>> begin

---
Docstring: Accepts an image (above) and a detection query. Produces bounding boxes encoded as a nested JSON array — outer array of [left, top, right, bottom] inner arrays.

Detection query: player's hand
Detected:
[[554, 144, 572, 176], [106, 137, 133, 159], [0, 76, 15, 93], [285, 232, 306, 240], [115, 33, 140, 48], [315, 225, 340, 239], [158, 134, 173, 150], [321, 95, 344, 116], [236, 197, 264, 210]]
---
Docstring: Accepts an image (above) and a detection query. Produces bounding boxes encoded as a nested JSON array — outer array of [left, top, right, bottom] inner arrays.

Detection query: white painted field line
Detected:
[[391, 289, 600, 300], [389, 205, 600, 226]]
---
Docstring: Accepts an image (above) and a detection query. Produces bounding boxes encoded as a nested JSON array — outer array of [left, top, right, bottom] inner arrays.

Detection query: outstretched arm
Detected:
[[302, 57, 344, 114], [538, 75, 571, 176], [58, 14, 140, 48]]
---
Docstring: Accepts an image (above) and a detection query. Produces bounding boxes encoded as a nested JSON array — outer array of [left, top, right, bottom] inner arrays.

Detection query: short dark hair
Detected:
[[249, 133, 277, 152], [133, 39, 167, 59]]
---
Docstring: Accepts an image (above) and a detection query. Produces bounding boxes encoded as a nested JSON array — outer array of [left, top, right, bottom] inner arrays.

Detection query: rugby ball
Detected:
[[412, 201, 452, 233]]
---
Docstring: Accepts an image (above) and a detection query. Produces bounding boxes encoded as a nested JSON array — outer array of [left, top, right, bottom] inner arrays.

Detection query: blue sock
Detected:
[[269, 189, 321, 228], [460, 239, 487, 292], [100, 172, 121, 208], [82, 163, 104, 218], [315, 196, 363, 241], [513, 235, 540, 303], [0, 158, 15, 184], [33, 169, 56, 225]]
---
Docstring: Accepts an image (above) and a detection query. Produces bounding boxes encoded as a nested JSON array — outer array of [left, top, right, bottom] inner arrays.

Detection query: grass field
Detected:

>> end

— SHORT EXERCISE —
Copy out, character for character, the lines from the start of the rows through the line containing "197, 264, 210]]".

— FINAL RESULT —
---
Docstring: Accepts an image (above) and a detection query. Produces bounding boxes encoded as a nested JSON array — outer array of [left, top, right, bottom] inner arrays.

Detection query: player's hand
Detected:
[[554, 144, 572, 176], [106, 137, 133, 159], [0, 76, 15, 93], [285, 232, 306, 240], [115, 33, 140, 48], [315, 225, 340, 239], [158, 134, 173, 150], [321, 95, 344, 116], [236, 197, 264, 210]]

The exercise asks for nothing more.